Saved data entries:
──────────
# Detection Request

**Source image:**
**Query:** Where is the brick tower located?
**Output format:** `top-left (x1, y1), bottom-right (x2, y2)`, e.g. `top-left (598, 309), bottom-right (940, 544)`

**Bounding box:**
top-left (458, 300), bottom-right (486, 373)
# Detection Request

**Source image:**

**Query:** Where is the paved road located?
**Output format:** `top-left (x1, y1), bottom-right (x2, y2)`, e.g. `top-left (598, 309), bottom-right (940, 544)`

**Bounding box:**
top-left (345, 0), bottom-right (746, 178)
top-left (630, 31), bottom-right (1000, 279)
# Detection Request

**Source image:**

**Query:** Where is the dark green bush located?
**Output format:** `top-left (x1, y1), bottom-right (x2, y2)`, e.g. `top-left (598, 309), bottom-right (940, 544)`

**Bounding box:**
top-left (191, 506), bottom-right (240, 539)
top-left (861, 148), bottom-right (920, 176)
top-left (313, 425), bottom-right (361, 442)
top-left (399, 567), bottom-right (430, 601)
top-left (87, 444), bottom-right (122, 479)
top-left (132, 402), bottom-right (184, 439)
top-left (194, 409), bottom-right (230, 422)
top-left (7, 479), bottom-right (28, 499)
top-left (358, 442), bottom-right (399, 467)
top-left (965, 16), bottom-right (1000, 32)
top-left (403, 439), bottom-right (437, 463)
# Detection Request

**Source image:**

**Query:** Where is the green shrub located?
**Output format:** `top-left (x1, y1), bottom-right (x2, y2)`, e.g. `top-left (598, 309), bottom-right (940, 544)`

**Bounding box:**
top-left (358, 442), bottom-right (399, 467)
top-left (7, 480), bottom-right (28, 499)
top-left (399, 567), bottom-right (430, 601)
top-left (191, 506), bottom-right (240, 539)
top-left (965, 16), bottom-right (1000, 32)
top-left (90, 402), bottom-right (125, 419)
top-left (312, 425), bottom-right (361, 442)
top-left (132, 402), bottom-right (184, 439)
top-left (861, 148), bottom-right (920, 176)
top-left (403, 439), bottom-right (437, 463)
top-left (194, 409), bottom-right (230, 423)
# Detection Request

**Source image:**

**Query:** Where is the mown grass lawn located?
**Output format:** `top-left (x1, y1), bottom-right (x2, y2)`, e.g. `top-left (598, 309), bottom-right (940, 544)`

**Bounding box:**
──────────
Aim >> Can you print all of the lines above again, character for character, with nothing changed?

Reply to the exercise >>
# Detection Request

**Source image:**
**Query:** Where is the brick tower located?
**Output format:** `top-left (x1, y1), bottom-right (x2, y2)`, e.g. `top-left (598, 309), bottom-right (940, 544)`

**Bounding box:**
top-left (458, 300), bottom-right (486, 373)
# Detection Request

**Source image:**

**Query:** Where is the paved road located?
**Output format:** `top-left (x1, y1), bottom-right (x2, y2)`, e.g. `top-left (598, 309), bottom-right (940, 544)`

**Bounding box:**
top-left (345, 0), bottom-right (746, 178)
top-left (630, 31), bottom-right (1000, 279)
# Detection Request

**Source image:**

**Query:** Where is the dark green bush located?
**Output format:** `top-left (x1, y1), bottom-right (x2, y2)`, e.g. `top-left (598, 309), bottom-right (940, 544)`

**Bounding box:**
top-left (191, 506), bottom-right (240, 539)
top-left (861, 148), bottom-right (920, 176)
top-left (313, 425), bottom-right (361, 442)
top-left (399, 567), bottom-right (430, 601)
top-left (87, 444), bottom-right (122, 479)
top-left (132, 402), bottom-right (184, 439)
top-left (194, 409), bottom-right (230, 422)
top-left (7, 479), bottom-right (28, 499)
top-left (358, 442), bottom-right (399, 467)
top-left (965, 16), bottom-right (1000, 32)
top-left (403, 439), bottom-right (437, 463)
# Detection Request

**Source image:**

**Query:** Where is the green shrub located?
**Output format:** `top-left (x1, y1), bottom-right (x2, y2)`, e.g. `top-left (598, 309), bottom-right (940, 544)`

**Bounding box:**
top-left (358, 442), bottom-right (399, 467)
top-left (7, 480), bottom-right (28, 499)
top-left (399, 567), bottom-right (430, 601)
top-left (191, 506), bottom-right (240, 539)
top-left (965, 16), bottom-right (1000, 32)
top-left (90, 402), bottom-right (125, 419)
top-left (312, 425), bottom-right (361, 442)
top-left (132, 402), bottom-right (184, 439)
top-left (861, 148), bottom-right (920, 176)
top-left (403, 439), bottom-right (437, 463)
top-left (194, 409), bottom-right (230, 423)
# Detection Request

**Source image:**

**Query:** Where is the mown grass lawn located?
**Output format:** `top-left (x1, y1), bottom-right (x2, y2)`, e.g. `top-left (598, 309), bottom-right (940, 544)`

**Bounding box:**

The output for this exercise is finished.